● ABOUT THIS EXERCISE:
Print, please, the line that contains "Expected: one point per instance of the buddha's head, reported" and each line after it to the end of the entries, unchanged and with nothing else.

● RECORD EXCERPTS:
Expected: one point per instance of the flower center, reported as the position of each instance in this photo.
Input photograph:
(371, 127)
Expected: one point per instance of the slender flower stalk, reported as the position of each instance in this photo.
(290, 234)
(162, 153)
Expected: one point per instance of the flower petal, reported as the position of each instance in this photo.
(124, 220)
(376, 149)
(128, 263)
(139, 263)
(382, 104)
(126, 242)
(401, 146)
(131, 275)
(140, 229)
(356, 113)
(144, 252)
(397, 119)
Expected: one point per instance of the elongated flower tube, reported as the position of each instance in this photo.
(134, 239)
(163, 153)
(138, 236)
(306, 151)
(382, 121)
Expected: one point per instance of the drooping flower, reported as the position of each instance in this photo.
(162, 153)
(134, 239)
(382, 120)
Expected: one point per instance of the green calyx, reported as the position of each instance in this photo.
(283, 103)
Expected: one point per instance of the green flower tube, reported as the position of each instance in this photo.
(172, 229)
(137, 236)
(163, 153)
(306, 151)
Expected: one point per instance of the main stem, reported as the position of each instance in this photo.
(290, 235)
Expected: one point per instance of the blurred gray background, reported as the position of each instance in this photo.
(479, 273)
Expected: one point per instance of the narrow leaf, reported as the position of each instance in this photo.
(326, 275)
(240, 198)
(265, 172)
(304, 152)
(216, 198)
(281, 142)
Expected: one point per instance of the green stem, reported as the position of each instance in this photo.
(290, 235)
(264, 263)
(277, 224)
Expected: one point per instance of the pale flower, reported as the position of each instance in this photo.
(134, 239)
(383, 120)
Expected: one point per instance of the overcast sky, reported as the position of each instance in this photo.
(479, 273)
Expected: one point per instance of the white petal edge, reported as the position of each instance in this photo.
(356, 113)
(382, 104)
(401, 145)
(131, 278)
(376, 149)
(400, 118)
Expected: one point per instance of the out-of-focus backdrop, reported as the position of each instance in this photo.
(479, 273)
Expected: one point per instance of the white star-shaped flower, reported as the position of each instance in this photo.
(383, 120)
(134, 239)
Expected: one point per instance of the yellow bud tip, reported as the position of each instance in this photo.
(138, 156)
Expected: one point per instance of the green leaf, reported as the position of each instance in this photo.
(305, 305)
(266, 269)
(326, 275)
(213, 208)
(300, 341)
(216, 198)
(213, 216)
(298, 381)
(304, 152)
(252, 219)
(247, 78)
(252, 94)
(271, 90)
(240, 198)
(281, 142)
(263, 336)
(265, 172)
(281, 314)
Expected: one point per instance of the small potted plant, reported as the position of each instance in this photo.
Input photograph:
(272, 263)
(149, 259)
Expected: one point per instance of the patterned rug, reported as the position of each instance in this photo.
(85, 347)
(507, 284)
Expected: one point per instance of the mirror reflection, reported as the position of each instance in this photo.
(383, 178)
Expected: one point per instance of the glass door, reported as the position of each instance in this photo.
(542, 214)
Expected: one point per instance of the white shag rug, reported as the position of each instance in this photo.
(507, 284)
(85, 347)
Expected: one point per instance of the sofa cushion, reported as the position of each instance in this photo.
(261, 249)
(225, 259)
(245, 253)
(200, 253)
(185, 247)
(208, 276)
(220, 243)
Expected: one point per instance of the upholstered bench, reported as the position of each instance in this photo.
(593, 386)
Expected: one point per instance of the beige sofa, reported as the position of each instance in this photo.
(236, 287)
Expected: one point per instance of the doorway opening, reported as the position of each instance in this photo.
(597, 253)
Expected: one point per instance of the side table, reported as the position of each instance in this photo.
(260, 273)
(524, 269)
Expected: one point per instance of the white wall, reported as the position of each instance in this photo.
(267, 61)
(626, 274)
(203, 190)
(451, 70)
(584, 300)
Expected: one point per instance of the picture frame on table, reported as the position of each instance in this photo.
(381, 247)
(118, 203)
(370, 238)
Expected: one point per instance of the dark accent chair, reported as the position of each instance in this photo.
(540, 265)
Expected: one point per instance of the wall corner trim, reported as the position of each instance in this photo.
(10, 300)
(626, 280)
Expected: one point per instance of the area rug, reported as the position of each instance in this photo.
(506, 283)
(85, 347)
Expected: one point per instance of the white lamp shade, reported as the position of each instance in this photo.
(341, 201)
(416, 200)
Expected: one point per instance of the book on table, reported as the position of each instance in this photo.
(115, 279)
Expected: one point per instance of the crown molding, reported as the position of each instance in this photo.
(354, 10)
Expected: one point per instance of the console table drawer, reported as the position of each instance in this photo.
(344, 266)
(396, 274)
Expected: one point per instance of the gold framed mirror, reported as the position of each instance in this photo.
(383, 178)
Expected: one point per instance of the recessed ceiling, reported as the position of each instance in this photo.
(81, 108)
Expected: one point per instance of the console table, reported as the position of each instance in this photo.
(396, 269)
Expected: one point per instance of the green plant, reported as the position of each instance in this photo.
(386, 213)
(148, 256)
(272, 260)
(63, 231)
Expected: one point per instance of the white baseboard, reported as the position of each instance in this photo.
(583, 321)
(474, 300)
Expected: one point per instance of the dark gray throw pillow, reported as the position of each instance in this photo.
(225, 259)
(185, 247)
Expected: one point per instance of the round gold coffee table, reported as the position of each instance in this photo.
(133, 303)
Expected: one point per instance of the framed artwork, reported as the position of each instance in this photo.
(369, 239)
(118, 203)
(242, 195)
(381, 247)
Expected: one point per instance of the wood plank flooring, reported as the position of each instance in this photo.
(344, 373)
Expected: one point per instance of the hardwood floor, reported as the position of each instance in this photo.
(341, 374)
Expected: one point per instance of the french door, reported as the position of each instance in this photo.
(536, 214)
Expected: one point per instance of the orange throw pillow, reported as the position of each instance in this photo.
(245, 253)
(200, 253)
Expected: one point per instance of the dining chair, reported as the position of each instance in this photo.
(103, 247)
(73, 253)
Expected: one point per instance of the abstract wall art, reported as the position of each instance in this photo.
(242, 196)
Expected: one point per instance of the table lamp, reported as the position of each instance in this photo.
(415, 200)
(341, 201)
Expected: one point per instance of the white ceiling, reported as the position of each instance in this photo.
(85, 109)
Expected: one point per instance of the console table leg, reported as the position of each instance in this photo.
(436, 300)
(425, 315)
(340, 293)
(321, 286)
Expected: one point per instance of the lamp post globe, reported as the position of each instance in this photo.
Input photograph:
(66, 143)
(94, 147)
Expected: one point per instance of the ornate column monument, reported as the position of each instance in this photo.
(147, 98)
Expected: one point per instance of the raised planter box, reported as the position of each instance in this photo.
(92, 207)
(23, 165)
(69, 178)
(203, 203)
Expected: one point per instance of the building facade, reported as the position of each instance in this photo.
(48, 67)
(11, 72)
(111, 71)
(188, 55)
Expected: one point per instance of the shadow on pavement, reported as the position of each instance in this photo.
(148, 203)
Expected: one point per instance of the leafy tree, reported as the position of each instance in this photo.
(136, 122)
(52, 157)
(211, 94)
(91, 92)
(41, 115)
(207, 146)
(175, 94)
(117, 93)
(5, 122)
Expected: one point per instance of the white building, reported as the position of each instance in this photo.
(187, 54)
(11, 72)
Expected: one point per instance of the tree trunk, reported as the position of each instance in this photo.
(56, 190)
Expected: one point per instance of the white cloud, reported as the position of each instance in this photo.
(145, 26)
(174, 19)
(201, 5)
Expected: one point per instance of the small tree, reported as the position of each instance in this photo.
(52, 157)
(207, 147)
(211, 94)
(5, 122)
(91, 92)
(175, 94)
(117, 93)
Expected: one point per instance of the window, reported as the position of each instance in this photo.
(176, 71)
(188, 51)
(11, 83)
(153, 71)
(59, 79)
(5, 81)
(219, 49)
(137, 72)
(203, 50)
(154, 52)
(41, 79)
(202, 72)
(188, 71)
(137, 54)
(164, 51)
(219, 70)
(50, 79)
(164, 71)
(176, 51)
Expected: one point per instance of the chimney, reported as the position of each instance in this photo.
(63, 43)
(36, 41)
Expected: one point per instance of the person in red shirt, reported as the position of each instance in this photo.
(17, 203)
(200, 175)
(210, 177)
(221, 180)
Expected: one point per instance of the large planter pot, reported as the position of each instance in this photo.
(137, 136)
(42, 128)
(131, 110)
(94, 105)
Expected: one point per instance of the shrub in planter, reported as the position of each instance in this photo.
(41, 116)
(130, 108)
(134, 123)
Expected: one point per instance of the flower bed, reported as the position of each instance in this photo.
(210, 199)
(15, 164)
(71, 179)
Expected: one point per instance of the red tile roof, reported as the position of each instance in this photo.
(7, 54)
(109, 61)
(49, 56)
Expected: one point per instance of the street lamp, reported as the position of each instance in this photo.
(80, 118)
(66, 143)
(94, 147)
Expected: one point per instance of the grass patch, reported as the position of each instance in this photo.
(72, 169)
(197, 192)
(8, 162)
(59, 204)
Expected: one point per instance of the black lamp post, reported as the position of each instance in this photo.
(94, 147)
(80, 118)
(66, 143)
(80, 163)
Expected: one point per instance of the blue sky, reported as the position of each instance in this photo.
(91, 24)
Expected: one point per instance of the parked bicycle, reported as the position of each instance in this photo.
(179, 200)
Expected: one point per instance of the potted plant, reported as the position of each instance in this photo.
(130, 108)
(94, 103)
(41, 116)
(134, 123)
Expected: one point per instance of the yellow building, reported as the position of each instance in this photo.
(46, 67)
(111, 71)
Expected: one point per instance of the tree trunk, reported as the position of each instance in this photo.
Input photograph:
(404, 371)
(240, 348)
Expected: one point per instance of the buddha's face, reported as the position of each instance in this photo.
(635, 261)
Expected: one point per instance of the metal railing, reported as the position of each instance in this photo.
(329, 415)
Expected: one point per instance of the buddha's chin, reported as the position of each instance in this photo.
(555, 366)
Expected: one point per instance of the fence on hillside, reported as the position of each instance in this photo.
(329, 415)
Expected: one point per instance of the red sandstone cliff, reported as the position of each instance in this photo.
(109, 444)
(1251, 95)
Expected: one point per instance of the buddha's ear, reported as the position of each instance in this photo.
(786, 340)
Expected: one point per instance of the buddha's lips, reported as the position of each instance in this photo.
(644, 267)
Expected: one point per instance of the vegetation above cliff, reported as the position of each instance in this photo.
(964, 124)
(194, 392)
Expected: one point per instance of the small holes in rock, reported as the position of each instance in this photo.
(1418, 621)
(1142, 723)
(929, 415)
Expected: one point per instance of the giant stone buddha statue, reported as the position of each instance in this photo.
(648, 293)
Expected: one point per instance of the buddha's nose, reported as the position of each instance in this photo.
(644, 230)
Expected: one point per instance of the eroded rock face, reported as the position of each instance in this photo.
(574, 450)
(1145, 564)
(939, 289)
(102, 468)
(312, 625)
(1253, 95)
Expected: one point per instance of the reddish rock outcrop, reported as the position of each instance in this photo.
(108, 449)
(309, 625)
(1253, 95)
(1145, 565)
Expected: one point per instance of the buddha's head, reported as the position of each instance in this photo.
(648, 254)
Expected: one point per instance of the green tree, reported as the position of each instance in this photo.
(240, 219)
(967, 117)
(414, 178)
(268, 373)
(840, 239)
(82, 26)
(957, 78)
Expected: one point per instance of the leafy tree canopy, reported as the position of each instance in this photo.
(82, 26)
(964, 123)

● EXPECTED ANSWER:
Expected: one point per instance of the buddha's head, reported as the position of each instance in this photo.
(648, 254)
Expected: one point per instance of the green tree, reported as the position of each instance in this photo.
(240, 219)
(967, 117)
(414, 178)
(268, 373)
(840, 239)
(82, 26)
(957, 78)
Expected: one point per instance of the leafy tree canopy, reported as the position of each instance in this photo.
(82, 26)
(964, 123)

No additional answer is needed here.